═══ Records to use ═══

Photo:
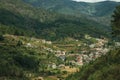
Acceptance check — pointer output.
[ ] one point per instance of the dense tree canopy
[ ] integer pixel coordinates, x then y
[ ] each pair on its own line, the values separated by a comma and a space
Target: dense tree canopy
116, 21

═══

-- Goal --
Render every line of the records above as a Markdown table with the columns "Row" and "Line", numbering each row and skipping blank lines. Leave the pictures out of your answer.

-- Answer in full --
| Row | Line |
|---|---|
| 1 | Photo: |
| 2 | Acceptance check — pointer output. |
| 3 | [ ] one point per instance of the dense tree canopy |
| 4 | [ ] integer pixel coordinates, x then y |
| 5 | [ ] each pair on its own line, the values separated by a comma and a space |
| 6 | Target: dense tree canopy |
| 7 | 116, 21 |